- [WHAT NEEDS TO BE DONE]
Rewrite the passage of the comment on COVID vaccines and transmission starting with "To know whether" and going on through "they blocked transmission.", changing "healthcare workers" to "hospital staff".

Pepe Alcamí
IDIBAPS researcher and scientific director of the HIV Unit at Hospital Clínic de Barcelona
In my opinion in the answer the Pfizer delegate confuses a word because she is asked about stopping transmission and she answers: "Did we know about stopping immunization [sic] before it entered the market? No!". I understand that what she meant to say was: "Did we know about stopping transmission before it entered the market? No!".
The designs of all the phase III studies of the COVID vaccines were not designed to measure this parameter - protection against transmission/infection - because the endpoints of the trials, the efficacy parameters that were assessed, were the development of covid symptoms, mild, moderate or severe. What the studies show, and what they say in the publications, is that the vaccines protected against the development of symptoms, mild or severe, i.e. they protected against the development of symptomatic disease or death.
To know whether they blocked transmission, it would have been necessary to perform a weekly or bi-weekly PCR on all trial participants to see if those vaccinated suffered less asymptomatic infection or did not become infected, which is not feasible given the number of patients included in these trials. In fact, for many vaccines the endpoints are protection against disease, not germ transmission.
Subsequent work by various groups including the CDC and the UK Vaccine Study Group concluded, particularly in cohorts of healthcare workers who had routine PCRs even if they had no symptoms, that vaccines, including Pfizer's, had a high degree of protection against infection, indicating that they blocked transmission.
These data on protection against transmission refer to the pre-omicron era, with D614G, alpha and delta variants. They are not extrapolable to omicron against which protection is diminished, as it partially escapes the immune response and where two-dose vaccination has been shown to be much less protective against disease and also against transmission.

- [DATA BLOCK]

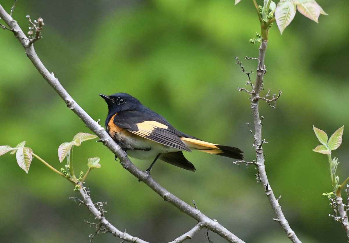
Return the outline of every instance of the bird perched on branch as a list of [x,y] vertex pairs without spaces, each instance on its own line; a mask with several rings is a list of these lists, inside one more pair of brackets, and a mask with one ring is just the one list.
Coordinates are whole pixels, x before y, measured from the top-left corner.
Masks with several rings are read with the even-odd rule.
[[146,171],[148,173],[158,159],[195,171],[194,166],[183,151],[199,150],[233,159],[244,157],[243,152],[237,148],[205,142],[177,130],[162,116],[128,94],[99,95],[108,105],[107,132],[130,156],[154,158]]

- [RESULT]
To know whether they blocked transmission, it would have been necessary to perform a weekly or bi-weekly PCR on all trial participants to see if those vaccinated suffered less asymptomatic infection or did not become infected, which is not feasible given the number of patients included in these trials. In fact, for many vaccines the endpoints are protection against disease, not germ transmission.
Subsequent work by various groups including the CDC and the UK Vaccine Study Group concluded, particularly in cohorts of hospital staff who had routine PCRs even if they had no symptoms, that vaccines, including Pfizer's, had a high degree of protection against infection, indicating that they blocked transmission.